Continue the Athens News Agency bulletin on the name dispute with FYROM from the point where it stops.

▶ [SUPPLIED PASSAGE]:

++++++++++++++++++++

|Sunday, 16 February 2020|
Athens News Agency: Daily News Bulletin in English, 05-04-11
From: The Athens News Agency at <http://www.ana.gr/>April 11, 2005
 President Papoulias calls on FYROM leadership to seize on 'very good opportunity' for resolution of name issue
Athens, 11/4/2005 (ANA)Greek President Karolos Papoulias on Saturday called on Former Yugoslavia Republic of Macedonia (FYROM) leadership to take advantage of the sudden fillip in international diplomatic activity to resolve the nagging "name issue" still plaguing Greece's relations with its northern neighbor.
Papoulias' comments, from Volos in central Greece, came a day after the Greek government released the particulars of a compromise solution tabled by UN mediator Matthew Nimetz, namely, recognition of the one-time Yugoslav state as "Republika Makedonija - Skopje".
In echoing the government's statements a day earlier, Papoulias said the proposal was a good basis for negotiations with FYROM's leadership, "although it (proposal) needs some changes."
Papoulias, a former foreign minister who oversaw a ground-breaking "interim agreement" with FYROM in September 1995, noted that the neighboring country's leadership has been presented with a very good opportunity to contribute to peace and security in the Balkans.
Except for the "name issue" -- the only 'thorn' preventing a full normalization in bilateral ties -- Greece and land-locked FYROM enjoy admirable relations, especially in trade and cross-border investments.
 UN mediator presents proposal for 'name issue'; FYROM leadership appears unmoved
SKOPJE 11/4/2005 (ANA/N.Frangopoulos)Former Yugoslav Republic of Macedonia (FYROM) President Branko Crvenkovski said here on Saturday that his country has not officially received a UN mediator's compromise solution to resolve the "name issue" between his landlocked country and southern neighbor Greece.

++++++++++++++++++++

▶ [RAW DATA]:
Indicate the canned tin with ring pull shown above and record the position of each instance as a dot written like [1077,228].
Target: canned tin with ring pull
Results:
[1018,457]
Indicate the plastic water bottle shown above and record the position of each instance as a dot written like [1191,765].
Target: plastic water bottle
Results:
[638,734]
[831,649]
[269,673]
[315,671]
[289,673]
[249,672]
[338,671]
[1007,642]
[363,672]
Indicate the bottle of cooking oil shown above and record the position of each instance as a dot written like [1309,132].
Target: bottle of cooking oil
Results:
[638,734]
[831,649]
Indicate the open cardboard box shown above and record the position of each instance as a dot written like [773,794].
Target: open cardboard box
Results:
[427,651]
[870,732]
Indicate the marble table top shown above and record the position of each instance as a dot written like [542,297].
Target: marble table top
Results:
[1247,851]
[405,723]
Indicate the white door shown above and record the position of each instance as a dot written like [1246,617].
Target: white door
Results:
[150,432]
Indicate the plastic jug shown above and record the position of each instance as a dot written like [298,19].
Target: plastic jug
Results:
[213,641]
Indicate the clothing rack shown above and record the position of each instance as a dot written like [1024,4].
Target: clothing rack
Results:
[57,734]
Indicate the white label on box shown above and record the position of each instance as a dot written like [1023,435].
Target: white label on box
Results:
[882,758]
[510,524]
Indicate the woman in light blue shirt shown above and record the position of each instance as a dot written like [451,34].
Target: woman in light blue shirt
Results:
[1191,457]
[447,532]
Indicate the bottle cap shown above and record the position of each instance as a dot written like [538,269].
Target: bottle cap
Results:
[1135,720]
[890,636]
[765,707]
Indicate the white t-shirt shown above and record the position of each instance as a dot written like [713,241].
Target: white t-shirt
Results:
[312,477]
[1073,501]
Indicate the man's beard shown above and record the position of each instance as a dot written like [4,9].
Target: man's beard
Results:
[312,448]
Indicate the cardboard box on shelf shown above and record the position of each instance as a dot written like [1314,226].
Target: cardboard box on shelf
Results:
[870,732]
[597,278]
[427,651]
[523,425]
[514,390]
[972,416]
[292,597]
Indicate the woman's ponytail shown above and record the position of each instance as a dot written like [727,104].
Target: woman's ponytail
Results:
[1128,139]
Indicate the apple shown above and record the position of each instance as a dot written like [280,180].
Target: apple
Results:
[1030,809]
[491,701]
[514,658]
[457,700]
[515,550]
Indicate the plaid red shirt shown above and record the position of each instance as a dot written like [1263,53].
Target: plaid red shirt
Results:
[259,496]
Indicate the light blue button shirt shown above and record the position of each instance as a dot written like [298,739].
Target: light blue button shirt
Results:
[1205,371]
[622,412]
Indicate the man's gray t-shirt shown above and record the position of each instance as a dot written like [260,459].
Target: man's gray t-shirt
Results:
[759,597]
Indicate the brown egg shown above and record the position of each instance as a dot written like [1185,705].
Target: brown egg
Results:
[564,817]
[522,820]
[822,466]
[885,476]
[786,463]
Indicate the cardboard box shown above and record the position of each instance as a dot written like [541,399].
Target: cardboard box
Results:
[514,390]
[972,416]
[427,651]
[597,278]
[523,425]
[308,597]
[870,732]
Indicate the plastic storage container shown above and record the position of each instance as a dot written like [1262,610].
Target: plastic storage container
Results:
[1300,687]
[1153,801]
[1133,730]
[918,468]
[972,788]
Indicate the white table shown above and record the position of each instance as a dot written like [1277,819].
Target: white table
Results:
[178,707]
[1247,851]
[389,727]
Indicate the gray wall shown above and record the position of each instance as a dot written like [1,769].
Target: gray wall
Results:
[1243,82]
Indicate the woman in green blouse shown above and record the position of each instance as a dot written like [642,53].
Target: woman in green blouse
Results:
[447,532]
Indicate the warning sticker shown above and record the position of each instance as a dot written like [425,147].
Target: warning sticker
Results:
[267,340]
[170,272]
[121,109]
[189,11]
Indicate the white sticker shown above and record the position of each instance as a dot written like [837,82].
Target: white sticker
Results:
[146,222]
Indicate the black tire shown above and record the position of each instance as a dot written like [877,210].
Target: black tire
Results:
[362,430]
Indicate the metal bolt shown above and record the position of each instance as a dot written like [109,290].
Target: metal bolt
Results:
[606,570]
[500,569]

++++++++++++++++++++

▶ [TASK RESPONSE]:
However, Crvenkovski added that the proposal cited by Athens a day earlier, and one attributed to UN mediator Matthew Nimetz, is not acceptable. He said Skopje will find out on Monday, during a meeting between Nimetz and a FYROM diplomat, if such a proposal has been made and what its particulars are.
A UN spokesman announced in New York late on Friday that UN mediator Matthew Nimetz presented to Greece and the Former Yugoslav Republic of Macedonia (FYROM) ''ideas to think on'', on the difference concerning the latter's name. The spokesman said that no comment would be made at the present stage.
Moreover, the FYROM president appeared unmoved from his country's standing position, namely, that it should use only its preferred constitutional name - "Macedonia" - a position adamantly rejected by Greece.
Greece on Friday said that although Nimetz' proposal towards Athens and FYROM for recognition of the latter as "Republika Makedonija - Skopje" does not fully satisfy its goals, the proposal nevertheless serves as a "basis for negotiations".
On his part, Crvenkovski said the "Republika Makedonija - Skopje" proposal cited by Athens was merely a "good basis" for negotiations with Greece only regarding the name used in their bilateral relations.
The proposal was conveyed to Athens last week by UN envoy Nimetz, part of the international body's ongoing diplomatic efforts (since 1995) to resolve the only difference -- albeit a major one -- still plaguing bilateral relations between the two Balkan neighbors.
Greek Foreign Minister Petros Molyviatis added on Friday that "we are ready to come to these negotiations with a positive and constructive attitude."
Moreover, he expressed a hope that Skopje will do the same in order to allow a full normalization of bilateral relations as well as to further its own progress towards Euro-Atlantic institutions and to bolster regional stability.
Later on Saturday, one Greek diplomatic official in Athens, speaking on the condition of anonymity, expressed surprise over the fact that the Skopje government "after several hours of silence now attempts to dispute the existence and to even downgrade the standing of the clear-cut Nimetz proposal over the name 'Republika Makedonija - Skopje'."
If agreed and adopted by the United Nations, the compromise name proposed by Nimetz will be accompanied by a UN recommendation that it be used by all countries of the international community and international organizations.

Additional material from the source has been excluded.